■ Set problem ■
Present the lines below as a JSON list of strings, with one string per line and blank lines omitted.

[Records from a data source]
______________________________

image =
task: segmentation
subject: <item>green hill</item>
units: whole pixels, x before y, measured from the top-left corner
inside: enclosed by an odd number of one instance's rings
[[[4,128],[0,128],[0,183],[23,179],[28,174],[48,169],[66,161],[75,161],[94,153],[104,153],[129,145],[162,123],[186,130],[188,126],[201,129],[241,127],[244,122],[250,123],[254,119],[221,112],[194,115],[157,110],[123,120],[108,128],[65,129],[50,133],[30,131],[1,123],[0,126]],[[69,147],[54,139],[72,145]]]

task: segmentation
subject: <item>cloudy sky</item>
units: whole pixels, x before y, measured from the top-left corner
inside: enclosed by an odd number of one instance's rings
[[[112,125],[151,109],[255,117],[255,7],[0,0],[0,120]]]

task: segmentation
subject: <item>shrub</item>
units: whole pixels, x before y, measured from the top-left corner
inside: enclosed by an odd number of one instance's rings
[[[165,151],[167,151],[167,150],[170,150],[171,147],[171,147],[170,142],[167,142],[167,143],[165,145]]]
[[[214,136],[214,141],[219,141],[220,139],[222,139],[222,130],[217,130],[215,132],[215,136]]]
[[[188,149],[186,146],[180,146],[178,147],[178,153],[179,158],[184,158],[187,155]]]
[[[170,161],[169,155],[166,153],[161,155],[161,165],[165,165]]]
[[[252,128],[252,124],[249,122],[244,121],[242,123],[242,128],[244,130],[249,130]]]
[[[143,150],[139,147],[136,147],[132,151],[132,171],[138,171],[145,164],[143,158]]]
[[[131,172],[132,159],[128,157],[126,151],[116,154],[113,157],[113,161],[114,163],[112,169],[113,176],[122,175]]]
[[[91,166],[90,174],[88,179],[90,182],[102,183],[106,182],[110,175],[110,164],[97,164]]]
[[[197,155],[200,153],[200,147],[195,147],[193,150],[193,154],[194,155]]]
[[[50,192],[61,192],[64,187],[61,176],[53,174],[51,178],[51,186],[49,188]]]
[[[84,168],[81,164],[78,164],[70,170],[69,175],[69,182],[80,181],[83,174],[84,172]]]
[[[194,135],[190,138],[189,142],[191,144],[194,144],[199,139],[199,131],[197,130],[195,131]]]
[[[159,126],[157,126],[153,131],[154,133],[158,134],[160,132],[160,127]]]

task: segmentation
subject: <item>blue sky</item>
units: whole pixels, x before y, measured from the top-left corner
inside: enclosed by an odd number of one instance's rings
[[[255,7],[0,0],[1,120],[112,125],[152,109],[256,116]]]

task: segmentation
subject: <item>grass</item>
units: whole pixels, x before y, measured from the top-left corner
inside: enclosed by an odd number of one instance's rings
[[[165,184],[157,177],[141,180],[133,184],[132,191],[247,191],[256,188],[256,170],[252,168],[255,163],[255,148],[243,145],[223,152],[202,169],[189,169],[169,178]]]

______________________________

■ Solution to the problem ■
[
  "image =",
  "task: segmentation",
  "subject: <item>green hill</item>",
  "units: whole pixels, x before y, measured from the top-left corner",
  "inside: enclosed by an odd number of one instance's rings",
  "[[[4,128],[0,128],[0,183],[23,179],[28,174],[48,169],[66,161],[75,161],[94,153],[104,153],[129,145],[162,123],[186,130],[188,126],[201,129],[241,127],[244,122],[250,123],[254,119],[221,112],[194,115],[157,110],[123,120],[108,128],[65,129],[50,133],[30,131],[1,123],[0,126]],[[69,147],[54,139],[72,145]]]",
  "task: segmentation",
  "subject: <item>cloudy sky</item>",
  "units: whole pixels, x before y, measured from the top-left corner",
  "inside: enclosed by an odd number of one instance's rings",
  "[[[112,125],[151,109],[255,117],[255,7],[0,0],[0,120]]]",
  "task: segmentation",
  "subject: <item>shrub</item>",
  "units: whole pixels, x before y, measured from the top-left corner",
  "inside: enclosed by an odd number of one instance's rings",
  "[[[165,151],[167,151],[167,150],[170,150],[171,147],[171,147],[170,142],[167,142],[167,143],[165,145]]]",
  "[[[214,136],[214,141],[219,141],[220,139],[222,139],[222,130],[217,130],[215,132],[215,136]]]",
  "[[[188,149],[186,146],[180,146],[178,147],[178,153],[179,158],[184,158],[187,155]]]",
  "[[[170,161],[169,155],[166,153],[161,155],[161,165],[165,165]]]",
  "[[[252,128],[252,124],[249,122],[244,121],[242,123],[242,128],[244,130],[249,130]]]",
  "[[[143,150],[139,147],[136,147],[132,151],[132,171],[138,171],[145,164],[143,158]]]",
  "[[[131,172],[132,159],[128,157],[126,151],[116,154],[113,157],[113,161],[114,163],[112,169],[113,176],[122,175]]]",
  "[[[91,166],[90,174],[88,179],[90,182],[102,183],[106,182],[110,175],[110,164],[97,164]]]",
  "[[[197,155],[200,153],[200,147],[195,147],[193,150],[193,154],[194,155]]]",
  "[[[50,192],[61,192],[64,187],[61,176],[53,174],[51,178],[51,186],[49,188]]]",
  "[[[84,168],[81,164],[78,164],[70,170],[69,175],[69,182],[80,181],[83,174],[84,172]]]",
  "[[[194,135],[190,138],[189,142],[191,144],[194,144],[199,139],[199,131],[197,130],[195,131]]]",
  "[[[159,126],[157,126],[153,131],[154,133],[158,134],[160,132],[160,127]]]",
  "task: segmentation",
  "subject: <item>blue sky</item>",
  "units: whole pixels, x before y, measured from the top-left corner",
  "inside: enclosed by an odd number of one instance's rings",
  "[[[255,7],[0,0],[1,120],[112,125],[152,109],[256,116]]]",
  "task: segmentation",
  "subject: <item>grass</item>",
  "units: whole pixels, x before y, measured from the top-left corner",
  "inside: enclosed by an odd number of one instance's rings",
  "[[[165,184],[157,177],[141,180],[133,184],[132,191],[247,191],[256,188],[256,170],[252,168],[255,163],[255,148],[243,145],[223,152],[202,169],[189,169],[169,178]]]"
]